*Work to complete*.
Copy out the entries exactly. Print them in full.

(Provided data)

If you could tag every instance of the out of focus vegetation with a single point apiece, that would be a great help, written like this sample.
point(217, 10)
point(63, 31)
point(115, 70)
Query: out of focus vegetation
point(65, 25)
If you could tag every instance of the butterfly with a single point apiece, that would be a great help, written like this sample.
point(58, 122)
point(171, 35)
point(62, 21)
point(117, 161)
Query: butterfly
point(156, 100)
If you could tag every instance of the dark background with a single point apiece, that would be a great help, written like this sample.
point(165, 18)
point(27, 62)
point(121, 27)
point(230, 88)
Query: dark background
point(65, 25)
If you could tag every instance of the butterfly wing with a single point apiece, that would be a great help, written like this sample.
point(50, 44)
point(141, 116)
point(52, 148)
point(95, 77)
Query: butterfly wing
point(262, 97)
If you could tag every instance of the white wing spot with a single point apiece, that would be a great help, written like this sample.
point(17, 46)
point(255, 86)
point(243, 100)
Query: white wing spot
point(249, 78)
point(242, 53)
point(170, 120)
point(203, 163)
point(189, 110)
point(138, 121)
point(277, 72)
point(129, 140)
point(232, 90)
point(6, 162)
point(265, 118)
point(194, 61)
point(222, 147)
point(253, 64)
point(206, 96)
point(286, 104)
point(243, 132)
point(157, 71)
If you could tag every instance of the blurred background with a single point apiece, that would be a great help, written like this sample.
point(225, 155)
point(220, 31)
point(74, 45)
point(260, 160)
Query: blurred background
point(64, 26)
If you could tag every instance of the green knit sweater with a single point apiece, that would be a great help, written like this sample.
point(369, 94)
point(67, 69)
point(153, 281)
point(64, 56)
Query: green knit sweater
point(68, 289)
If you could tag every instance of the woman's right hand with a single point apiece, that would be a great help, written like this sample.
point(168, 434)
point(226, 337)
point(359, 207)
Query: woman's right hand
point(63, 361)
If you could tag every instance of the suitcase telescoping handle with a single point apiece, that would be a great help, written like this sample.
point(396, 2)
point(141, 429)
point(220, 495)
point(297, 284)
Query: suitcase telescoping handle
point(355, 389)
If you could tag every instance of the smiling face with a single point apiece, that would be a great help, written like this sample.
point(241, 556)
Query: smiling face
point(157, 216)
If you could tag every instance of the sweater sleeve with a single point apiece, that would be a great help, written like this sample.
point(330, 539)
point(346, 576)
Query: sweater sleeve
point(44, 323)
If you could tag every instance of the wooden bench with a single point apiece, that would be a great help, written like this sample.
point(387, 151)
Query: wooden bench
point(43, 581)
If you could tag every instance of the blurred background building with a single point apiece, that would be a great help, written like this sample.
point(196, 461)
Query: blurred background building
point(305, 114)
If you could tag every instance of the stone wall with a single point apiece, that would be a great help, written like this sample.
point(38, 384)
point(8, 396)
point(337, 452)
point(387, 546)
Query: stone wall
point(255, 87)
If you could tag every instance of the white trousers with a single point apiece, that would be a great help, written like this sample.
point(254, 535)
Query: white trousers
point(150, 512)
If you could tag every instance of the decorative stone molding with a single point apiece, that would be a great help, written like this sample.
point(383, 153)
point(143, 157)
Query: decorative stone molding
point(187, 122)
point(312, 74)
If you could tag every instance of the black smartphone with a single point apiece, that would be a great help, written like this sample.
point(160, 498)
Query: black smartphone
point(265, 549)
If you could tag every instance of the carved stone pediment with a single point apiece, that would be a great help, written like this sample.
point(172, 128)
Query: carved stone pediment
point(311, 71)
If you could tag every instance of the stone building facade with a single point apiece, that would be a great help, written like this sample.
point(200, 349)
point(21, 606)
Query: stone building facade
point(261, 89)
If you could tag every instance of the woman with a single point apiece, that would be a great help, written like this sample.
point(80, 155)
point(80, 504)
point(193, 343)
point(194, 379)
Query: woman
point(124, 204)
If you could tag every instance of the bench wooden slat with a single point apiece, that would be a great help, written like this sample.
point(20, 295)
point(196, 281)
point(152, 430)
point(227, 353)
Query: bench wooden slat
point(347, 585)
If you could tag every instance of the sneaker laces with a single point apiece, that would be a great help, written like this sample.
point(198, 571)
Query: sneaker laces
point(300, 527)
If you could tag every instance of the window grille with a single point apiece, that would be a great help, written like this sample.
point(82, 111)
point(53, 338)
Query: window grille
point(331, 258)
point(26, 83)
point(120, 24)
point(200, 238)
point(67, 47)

(End Provided data)

*Task solution*.
If you could tag every instance of the out of focus vegetation with a single point apiece, that would be a great help, written like this sample.
point(217, 10)
point(63, 31)
point(115, 70)
Query: out of focus vegetation
point(65, 25)
If you could tag every instance of the butterfly with a single point apiece, that would be a great help, written like this sample.
point(58, 122)
point(171, 35)
point(62, 21)
point(117, 161)
Query: butterfly
point(156, 100)
If you could tag every instance of the dark background with a single point apiece, that would be a great help, written like this sample.
point(165, 18)
point(27, 62)
point(121, 27)
point(230, 88)
Query: dark background
point(65, 25)
If you could tag every instance of the butterfly wing with a single point apiece, that would be a great help, written like this sample.
point(50, 44)
point(141, 116)
point(52, 148)
point(95, 77)
Query: butterfly wing
point(262, 97)
If you could tag every instance of the white wing spot with a single point apiece, that would be a great help, written like this sample.
point(17, 46)
point(255, 86)
point(243, 100)
Query: white wing spot
point(249, 78)
point(242, 53)
point(170, 120)
point(203, 163)
point(189, 110)
point(138, 121)
point(277, 72)
point(129, 140)
point(232, 90)
point(6, 162)
point(265, 118)
point(194, 61)
point(222, 147)
point(253, 64)
point(206, 96)
point(286, 104)
point(243, 132)
point(157, 71)
If you could tag every instance of the blurred background with a single point apiece, that would be a great help, written like this sample.
point(225, 155)
point(220, 31)
point(74, 45)
point(260, 160)
Query: blurred background
point(64, 26)
If you could tag every instance of the green knit sweater with a single point apiece, that would be a great help, written like this sample.
point(369, 94)
point(67, 69)
point(153, 281)
point(64, 56)
Query: green knit sweater
point(68, 289)
If you could tag every instance of the woman's right hand with a single point apiece, that would be a great help, written like this sample.
point(168, 434)
point(226, 337)
point(359, 207)
Query: woman's right hand
point(63, 361)
If you could tag every instance of the suitcase telescoping handle with a single point apiece, that would be a great help, written like this sample.
point(396, 2)
point(141, 429)
point(220, 495)
point(297, 284)
Query: suitcase telescoping handle
point(355, 389)
If you could tag every instance of the smiling face with a single point apiece, that would be a great help, written like this sample.
point(241, 556)
Query: smiling face
point(157, 216)
If you could tag every instance of the sweater sleeve with a single point apiece, that would be a great help, written like this sample.
point(330, 539)
point(346, 576)
Query: sweater sleeve
point(44, 323)
If you could tag every instance of the wooden bench with a single point apiece, that would be a great help, written like this sample.
point(387, 151)
Query: wooden bench
point(43, 581)
If you could tag every instance of the blurred background building with a single point apiece, that would be a great help, written like this sample.
point(196, 461)
Query: blurred background building
point(305, 114)
If you could tag every instance of the stone wall with a single point apiece, that would be a great help, written like this sample.
point(38, 384)
point(8, 396)
point(337, 452)
point(387, 546)
Query: stone wall
point(255, 87)
If you could tag every instance of the white trousers with a single point apiece, that would be a great help, written like this sample.
point(254, 535)
Query: white trousers
point(150, 512)
If you could tag every instance of the decorative stone molding with a single point apiece, that would be a great help, written like this sample.
point(383, 153)
point(143, 157)
Query: decorative stone molding
point(187, 122)
point(312, 74)
If you could tag every instance of the black smartphone with a single point apiece, that would be a great help, written like this sample.
point(160, 498)
Query: black smartphone
point(265, 549)
If you could tag every instance of the carved stone pediment with a single point apiece, that would be a great help, written like this sample.
point(172, 128)
Query: carved stone pediment
point(311, 71)
If you could tag every instance of the stone building facade with a single point apiece, that would be a great help, written like this sample.
point(200, 349)
point(21, 606)
Query: stone building facade
point(261, 89)
If you could tag every instance of the woman with a single point apiece, that would be a great help, written like this sample.
point(80, 155)
point(80, 504)
point(193, 343)
point(194, 379)
Query: woman
point(124, 204)
If you could tag every instance of the bench wooden slat with a single point apiece, that would be a great help, written like this sample.
point(20, 295)
point(196, 281)
point(152, 430)
point(227, 353)
Query: bench wooden slat
point(347, 585)
If you could tag every instance of the sneaker laces with a single point apiece, that would be a great help, written like this sample.
point(198, 571)
Query: sneaker laces
point(300, 527)
If you could tag every instance of the window grille with a single point apiece, that would be a great help, written like this sample.
point(82, 111)
point(53, 338)
Query: window grille
point(331, 258)
point(26, 83)
point(120, 24)
point(200, 238)
point(67, 47)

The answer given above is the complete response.